Trecho do texto

À primeira vista, as razões apresentadas pelo Governo em apoio à nova política florestal fazem todo o sentido. Afinal, é preciso refrear a escalada de devastação clandestina e repensar integralmente a estrutura de incentivos vigentes, para que os agentes privados transitem rumo a um novo modelo capaz de colocar a racionalidade produtiva a serviço da preservação de nosso gigantesco patrimônio de biodiversidade e também do aumento dos padrões gerais de bem-estar das populações locais, diretamente envolvidas no processo.

A despeito de o Brasil deter meros 4% do comércio mundial de madeiras tropicais, atividade que movimenta anualmente cerca de US$10 bilhões, e de nossa produtividade por hectare ser muito baixa, ainda assim os seguintes números dão um testemunho eloqüente da relevância sócio-econômica do setor florestal brasileiro. O faturamento setorial, em 1995, atingiu um total de R$18,8 bilhões, assim distribuídos: R$7,8 bilhões na indústria de papel e celulose, R$6 bilhões em madeira sólida, R$4 bilhões em mobiliário e R$1 bilhão em carvão vegetal. Os empregos diretos gerados são da ordem de 900 mil, com os indiretos chegando à casa dos 2 milhões. A arrecadação anual de impostos encontra-se na faixa dos R$3,5 bilhões.

Considero, contudo, que a decisão do Ministério Público foi oportuna, levando em conta um sólido conjunto de argumentos alternativos que, se não descartam cabalmente a exploração econômica do patrimônio florestal da Amazônia, ao menos recomendam um exame mais detido e minucioso das condições efetivas desse aproveitamento, tendo em vista suas conseqüências de longo prazo.

Em primeiro lugar, é preciso ter sempre em mente que a Floresta Amazônica é o pivô de um delicado e complexo ecossistema em equilíbrio, no qual 50% do suprimento da bacia hidrográfica provêm da evapotranspiração das folhas. Portanto, experiências de exploração mal planejadas e executadas poderão irremediavelmente ameaçar a sobrevivência da flora, da fauna e, sobretudo, das populações, cujo ciclo de vida é regido pela pesca e pela navegação naqueles rios.

Em segundo lugar, conforme esclarecem os cientistas do Inpa, a madeira constitui apenas um item da vasta e numerosa lista de produtos e "serviços" oferecidos pela floresta, tais como sua diversidade biológica e cultural, materiais farmacológicos e genéticos, a manutenção de parâmetros climáticos planetários e regionais, tais como o conjunto de gases atmosféricos cuja composição, se alterada, pode reduzir ou intensificar o chamado efeito estufa, e assim por diante.

Extrato de dados
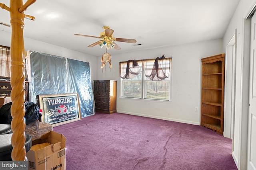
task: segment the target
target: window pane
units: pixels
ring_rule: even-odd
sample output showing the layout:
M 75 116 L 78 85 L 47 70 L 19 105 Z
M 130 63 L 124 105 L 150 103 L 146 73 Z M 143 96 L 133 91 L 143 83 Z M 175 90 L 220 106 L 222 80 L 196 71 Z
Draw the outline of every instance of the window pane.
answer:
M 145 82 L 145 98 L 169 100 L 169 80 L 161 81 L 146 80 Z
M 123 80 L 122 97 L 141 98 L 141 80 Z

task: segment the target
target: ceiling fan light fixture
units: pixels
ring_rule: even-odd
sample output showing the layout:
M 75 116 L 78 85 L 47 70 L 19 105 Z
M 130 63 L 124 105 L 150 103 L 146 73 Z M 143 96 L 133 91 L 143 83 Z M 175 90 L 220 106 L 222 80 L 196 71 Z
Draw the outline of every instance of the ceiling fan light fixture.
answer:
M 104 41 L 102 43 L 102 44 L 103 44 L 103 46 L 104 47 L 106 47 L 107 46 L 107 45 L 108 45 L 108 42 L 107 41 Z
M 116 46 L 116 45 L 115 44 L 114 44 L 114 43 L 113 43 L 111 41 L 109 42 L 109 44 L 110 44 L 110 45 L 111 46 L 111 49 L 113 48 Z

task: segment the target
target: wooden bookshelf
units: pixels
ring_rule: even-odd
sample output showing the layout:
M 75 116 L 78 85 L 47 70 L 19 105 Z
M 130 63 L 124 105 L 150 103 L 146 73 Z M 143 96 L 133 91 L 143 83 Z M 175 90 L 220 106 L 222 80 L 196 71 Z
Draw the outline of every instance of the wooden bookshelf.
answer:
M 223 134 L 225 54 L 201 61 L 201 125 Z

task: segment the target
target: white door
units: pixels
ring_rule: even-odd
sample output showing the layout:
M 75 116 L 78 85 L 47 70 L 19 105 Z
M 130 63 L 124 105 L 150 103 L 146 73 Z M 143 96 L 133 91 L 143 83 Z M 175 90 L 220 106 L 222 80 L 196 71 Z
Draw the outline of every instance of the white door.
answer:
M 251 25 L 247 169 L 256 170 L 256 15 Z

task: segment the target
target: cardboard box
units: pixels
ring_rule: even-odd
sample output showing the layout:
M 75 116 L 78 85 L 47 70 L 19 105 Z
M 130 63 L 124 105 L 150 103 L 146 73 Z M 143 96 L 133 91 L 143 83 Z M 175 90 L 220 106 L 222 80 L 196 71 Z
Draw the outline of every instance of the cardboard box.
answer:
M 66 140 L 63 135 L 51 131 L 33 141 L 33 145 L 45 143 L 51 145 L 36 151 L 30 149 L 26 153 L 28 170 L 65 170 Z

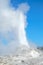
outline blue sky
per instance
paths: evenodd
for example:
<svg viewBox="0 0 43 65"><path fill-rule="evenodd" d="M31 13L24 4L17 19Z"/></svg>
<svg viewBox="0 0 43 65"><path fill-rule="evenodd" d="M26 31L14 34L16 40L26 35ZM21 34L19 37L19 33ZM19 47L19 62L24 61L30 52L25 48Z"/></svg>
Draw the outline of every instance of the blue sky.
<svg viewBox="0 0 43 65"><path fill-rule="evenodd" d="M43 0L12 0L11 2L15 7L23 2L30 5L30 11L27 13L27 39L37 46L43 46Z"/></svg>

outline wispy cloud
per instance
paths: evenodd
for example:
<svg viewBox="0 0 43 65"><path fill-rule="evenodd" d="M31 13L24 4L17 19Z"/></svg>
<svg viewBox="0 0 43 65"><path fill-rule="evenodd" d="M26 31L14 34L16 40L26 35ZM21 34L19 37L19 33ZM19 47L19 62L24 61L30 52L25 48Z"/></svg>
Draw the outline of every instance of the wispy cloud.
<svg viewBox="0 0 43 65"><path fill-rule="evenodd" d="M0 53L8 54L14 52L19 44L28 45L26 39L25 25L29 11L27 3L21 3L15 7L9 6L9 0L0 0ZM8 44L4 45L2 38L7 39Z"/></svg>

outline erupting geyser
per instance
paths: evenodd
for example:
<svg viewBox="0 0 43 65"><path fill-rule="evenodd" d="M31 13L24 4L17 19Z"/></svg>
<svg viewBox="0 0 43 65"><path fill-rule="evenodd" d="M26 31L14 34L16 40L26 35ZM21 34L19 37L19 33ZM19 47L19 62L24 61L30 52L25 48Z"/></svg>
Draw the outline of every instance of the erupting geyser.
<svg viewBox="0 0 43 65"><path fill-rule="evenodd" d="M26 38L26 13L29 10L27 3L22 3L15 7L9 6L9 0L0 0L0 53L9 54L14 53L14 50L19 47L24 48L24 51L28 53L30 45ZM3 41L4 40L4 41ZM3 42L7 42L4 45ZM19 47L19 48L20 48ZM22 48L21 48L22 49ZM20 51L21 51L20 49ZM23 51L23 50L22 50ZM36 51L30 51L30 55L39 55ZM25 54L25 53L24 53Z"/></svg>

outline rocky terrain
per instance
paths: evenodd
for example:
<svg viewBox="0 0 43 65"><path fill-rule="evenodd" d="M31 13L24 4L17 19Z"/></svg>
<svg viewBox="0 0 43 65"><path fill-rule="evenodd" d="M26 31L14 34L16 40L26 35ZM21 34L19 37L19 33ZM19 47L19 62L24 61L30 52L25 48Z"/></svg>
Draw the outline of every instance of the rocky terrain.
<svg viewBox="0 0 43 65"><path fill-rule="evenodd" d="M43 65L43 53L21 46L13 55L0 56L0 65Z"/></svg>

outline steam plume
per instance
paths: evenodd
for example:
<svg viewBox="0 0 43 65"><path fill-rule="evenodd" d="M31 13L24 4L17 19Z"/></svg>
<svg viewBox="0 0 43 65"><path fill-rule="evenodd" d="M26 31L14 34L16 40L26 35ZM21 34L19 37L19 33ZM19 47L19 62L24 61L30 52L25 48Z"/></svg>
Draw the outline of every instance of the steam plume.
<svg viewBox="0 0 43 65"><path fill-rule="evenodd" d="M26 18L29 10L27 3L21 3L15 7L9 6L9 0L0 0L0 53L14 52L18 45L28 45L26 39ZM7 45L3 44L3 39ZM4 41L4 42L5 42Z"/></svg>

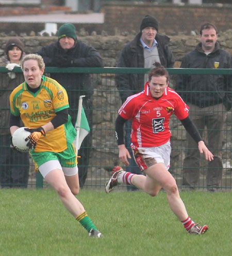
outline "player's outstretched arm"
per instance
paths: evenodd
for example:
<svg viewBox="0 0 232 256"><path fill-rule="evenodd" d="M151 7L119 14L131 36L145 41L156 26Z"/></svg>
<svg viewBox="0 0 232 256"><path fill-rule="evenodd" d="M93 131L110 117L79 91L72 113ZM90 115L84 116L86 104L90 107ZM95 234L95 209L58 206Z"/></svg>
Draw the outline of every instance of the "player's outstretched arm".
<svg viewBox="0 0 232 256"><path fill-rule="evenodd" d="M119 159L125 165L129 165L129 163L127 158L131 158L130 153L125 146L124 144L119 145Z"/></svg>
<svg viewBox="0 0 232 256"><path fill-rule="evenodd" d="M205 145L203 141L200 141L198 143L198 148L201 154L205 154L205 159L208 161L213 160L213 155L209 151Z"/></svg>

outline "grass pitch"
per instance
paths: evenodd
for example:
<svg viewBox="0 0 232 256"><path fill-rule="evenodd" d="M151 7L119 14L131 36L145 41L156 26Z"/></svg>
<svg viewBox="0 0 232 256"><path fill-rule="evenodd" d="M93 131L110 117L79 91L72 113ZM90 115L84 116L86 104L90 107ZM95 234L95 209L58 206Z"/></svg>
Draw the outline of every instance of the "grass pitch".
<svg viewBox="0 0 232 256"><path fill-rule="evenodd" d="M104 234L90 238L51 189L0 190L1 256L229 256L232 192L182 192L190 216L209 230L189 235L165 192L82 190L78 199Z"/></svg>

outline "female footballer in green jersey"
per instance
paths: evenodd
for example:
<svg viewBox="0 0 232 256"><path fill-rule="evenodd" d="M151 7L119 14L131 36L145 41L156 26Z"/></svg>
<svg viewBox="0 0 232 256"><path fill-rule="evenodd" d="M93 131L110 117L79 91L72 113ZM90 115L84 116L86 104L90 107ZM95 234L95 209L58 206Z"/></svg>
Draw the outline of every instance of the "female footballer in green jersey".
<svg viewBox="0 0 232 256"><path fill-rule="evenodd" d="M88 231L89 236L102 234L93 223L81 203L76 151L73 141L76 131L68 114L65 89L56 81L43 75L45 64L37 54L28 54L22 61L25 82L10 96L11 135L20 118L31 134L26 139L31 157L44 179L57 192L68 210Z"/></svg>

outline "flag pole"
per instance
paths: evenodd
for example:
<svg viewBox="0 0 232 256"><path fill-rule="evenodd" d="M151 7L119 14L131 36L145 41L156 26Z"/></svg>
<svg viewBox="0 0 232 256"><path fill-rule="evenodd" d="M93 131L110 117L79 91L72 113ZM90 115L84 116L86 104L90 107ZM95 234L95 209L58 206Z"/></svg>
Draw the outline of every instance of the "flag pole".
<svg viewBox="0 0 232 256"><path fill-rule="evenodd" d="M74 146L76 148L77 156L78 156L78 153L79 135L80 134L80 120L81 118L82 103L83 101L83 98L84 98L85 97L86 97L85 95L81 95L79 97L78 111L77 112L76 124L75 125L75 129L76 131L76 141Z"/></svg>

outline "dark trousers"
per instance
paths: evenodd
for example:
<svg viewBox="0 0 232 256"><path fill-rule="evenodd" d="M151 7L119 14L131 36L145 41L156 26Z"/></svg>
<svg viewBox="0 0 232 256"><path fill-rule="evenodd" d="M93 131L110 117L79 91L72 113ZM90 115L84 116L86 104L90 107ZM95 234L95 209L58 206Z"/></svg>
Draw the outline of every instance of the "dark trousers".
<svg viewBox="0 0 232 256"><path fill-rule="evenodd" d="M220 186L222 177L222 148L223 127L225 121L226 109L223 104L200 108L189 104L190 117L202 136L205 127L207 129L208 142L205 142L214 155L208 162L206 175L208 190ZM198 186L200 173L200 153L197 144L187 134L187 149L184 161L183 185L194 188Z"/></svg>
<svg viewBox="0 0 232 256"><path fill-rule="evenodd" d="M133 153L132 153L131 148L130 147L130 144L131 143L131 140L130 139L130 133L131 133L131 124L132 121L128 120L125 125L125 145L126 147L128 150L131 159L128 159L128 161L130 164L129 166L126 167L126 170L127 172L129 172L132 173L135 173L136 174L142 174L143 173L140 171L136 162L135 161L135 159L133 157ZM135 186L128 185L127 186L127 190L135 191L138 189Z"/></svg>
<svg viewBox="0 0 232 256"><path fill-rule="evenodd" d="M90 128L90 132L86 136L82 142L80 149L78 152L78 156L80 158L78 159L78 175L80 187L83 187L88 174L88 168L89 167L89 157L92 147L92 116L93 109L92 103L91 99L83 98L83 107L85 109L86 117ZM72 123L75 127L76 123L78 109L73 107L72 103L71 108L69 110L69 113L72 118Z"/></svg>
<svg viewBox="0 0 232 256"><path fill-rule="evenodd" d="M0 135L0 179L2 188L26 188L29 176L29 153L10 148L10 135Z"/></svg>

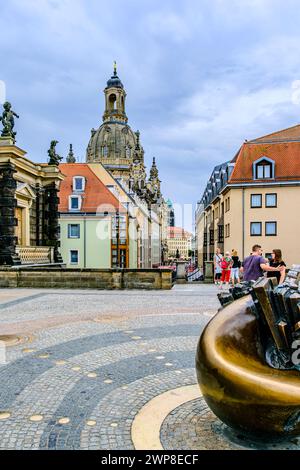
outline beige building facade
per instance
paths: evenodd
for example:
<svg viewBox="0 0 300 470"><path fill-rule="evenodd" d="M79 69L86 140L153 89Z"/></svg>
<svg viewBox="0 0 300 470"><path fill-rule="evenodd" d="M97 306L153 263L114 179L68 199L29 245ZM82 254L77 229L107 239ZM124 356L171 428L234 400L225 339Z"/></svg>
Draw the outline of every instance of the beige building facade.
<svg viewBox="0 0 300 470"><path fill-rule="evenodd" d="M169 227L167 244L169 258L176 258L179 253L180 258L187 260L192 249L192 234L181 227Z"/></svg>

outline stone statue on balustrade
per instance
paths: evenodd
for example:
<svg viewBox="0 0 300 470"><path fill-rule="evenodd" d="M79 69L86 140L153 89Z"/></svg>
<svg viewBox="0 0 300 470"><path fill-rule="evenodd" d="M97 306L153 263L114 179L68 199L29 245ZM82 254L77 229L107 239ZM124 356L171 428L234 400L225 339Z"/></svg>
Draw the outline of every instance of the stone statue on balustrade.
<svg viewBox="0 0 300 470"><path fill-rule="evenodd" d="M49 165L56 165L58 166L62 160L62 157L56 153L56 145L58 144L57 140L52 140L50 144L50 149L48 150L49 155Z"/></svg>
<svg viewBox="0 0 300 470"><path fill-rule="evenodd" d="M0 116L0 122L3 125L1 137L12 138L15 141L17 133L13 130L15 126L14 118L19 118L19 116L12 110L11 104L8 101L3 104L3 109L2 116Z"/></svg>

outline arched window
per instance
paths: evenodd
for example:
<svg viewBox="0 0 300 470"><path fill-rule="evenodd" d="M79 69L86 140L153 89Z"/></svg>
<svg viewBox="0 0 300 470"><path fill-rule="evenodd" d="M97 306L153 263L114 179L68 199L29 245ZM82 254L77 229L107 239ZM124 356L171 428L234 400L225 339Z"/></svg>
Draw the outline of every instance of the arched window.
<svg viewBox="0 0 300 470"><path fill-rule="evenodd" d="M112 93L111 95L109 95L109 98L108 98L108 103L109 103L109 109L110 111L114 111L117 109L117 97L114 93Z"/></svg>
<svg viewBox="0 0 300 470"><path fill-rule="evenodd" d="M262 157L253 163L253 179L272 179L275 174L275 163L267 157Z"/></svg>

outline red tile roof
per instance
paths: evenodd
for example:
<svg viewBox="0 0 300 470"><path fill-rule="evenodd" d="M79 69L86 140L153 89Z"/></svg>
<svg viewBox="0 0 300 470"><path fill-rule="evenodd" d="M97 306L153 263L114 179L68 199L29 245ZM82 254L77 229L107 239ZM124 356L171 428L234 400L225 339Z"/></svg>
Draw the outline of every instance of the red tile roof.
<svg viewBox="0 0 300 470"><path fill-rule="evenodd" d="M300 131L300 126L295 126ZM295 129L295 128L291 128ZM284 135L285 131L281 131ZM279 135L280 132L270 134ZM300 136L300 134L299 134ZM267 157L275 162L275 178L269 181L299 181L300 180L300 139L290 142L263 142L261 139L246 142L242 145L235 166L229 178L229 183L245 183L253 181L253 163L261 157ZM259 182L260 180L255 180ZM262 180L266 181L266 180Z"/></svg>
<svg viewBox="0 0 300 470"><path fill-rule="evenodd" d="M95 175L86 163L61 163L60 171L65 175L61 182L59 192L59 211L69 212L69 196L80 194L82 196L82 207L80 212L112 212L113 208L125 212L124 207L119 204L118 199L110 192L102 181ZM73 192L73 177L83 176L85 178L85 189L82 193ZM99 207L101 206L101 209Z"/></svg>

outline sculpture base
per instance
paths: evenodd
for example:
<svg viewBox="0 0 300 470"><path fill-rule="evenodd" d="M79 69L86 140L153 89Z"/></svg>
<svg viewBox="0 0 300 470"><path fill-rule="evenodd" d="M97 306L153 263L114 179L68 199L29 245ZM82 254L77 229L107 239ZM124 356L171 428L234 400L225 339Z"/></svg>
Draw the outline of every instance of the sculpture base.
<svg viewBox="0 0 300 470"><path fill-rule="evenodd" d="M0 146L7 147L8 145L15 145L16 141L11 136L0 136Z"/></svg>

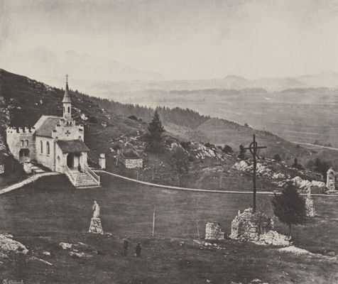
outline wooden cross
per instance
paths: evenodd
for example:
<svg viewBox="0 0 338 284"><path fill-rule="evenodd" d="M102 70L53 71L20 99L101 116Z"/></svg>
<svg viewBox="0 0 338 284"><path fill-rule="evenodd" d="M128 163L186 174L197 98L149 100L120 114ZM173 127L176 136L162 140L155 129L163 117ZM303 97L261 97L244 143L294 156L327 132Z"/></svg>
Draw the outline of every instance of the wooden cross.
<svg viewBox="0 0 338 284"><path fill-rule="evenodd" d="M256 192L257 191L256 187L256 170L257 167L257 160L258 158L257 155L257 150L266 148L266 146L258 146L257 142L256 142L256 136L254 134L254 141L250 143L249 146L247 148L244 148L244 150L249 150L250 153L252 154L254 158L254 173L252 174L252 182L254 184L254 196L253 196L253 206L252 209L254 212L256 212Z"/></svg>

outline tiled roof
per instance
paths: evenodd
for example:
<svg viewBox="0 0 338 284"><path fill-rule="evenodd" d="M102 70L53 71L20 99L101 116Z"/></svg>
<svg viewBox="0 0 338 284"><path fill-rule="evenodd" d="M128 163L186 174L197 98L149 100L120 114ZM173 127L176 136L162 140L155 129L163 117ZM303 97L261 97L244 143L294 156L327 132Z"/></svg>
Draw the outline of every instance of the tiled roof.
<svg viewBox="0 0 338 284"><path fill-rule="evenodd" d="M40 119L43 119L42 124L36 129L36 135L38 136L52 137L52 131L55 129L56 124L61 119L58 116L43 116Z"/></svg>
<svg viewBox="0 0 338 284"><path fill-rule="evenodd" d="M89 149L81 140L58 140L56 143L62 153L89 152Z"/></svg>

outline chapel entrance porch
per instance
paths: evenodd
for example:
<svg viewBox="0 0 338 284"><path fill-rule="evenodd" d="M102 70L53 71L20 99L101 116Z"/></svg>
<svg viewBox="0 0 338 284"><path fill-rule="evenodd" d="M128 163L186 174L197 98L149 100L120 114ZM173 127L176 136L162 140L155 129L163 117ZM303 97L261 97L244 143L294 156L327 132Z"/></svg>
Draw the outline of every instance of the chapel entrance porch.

Enunciado
Registre, sem qualquer alteração, tudo o que vai de "À primeira vista, as" até "envolvidas no processo." no texto sobre a política florestal brasileira.

Resposta
À primeira vista, as razões apresentadas pelo Governo em apoio à nova política florestal fazem todo o sentido. Afinal, é preciso refrear a escalada de devastação clandestina e repensar integralmente a estrutura de incentivos vigentes, para que os agentes privados transitem rumo a um novo modelo capaz de colocar a racionalidade produtiva a serviço da preservação de nosso gigantesco patrimônio de biodiversidade e também do aumento dos padrões gerais de bem-estar das populações locais, diretamente envolvidas no processo.